CONSIGNES DE LA TÂCHE: Listez chaque ligne des données ci-dessous qui contient la chaîne "brim", en la reproduisant intégralement.

EXTRAITS DE DONNÉES:
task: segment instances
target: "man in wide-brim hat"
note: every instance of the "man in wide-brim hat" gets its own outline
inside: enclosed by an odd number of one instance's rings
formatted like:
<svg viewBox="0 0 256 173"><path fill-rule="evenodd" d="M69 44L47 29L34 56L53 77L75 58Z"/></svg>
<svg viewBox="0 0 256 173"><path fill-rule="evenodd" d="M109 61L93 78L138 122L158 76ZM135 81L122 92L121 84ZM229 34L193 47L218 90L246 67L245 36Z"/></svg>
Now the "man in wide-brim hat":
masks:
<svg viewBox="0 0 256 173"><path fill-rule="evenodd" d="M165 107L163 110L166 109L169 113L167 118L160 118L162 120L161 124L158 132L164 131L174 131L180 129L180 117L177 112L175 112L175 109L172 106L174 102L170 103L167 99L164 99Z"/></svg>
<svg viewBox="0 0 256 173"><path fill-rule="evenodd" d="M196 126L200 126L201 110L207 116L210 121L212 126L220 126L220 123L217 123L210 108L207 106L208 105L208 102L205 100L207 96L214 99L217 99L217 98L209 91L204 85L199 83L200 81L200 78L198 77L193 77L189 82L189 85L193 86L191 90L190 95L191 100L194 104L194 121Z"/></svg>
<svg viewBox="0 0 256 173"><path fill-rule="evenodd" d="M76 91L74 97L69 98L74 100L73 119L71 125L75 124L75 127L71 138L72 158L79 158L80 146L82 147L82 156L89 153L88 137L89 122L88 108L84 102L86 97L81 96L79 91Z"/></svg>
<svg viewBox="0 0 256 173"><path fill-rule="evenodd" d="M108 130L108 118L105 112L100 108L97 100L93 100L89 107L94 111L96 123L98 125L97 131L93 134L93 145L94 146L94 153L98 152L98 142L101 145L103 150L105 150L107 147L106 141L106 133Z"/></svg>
--
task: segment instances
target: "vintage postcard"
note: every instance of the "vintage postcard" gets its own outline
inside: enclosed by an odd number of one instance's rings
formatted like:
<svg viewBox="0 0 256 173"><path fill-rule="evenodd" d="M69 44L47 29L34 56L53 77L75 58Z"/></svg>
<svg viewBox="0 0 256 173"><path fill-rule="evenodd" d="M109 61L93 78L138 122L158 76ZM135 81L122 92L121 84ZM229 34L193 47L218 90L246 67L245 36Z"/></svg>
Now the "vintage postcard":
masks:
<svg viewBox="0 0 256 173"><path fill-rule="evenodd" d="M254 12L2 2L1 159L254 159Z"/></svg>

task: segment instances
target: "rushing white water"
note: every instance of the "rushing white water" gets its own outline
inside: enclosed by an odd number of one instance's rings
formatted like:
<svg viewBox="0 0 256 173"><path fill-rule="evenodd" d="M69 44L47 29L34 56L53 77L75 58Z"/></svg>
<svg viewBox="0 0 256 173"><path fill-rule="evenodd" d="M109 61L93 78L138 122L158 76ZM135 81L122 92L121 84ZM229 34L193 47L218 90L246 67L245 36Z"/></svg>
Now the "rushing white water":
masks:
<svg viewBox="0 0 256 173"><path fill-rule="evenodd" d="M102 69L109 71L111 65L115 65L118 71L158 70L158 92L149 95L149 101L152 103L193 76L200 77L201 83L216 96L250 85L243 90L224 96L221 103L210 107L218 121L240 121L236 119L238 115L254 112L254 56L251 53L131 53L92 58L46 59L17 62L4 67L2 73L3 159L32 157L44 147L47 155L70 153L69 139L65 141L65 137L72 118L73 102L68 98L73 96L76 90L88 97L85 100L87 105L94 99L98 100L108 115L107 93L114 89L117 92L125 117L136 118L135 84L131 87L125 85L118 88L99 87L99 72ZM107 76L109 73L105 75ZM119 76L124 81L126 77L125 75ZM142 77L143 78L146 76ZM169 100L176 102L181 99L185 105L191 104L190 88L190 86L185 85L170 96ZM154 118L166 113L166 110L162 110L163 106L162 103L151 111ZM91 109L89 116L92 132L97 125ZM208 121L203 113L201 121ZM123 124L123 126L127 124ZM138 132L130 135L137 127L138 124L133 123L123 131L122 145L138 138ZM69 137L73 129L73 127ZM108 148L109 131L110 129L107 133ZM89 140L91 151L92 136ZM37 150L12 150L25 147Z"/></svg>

RÉSULTAT FINAL:
target: "man in wide-brim hat"
note: every instance of the "man in wide-brim hat" gets its own outline
Now the "man in wide-brim hat":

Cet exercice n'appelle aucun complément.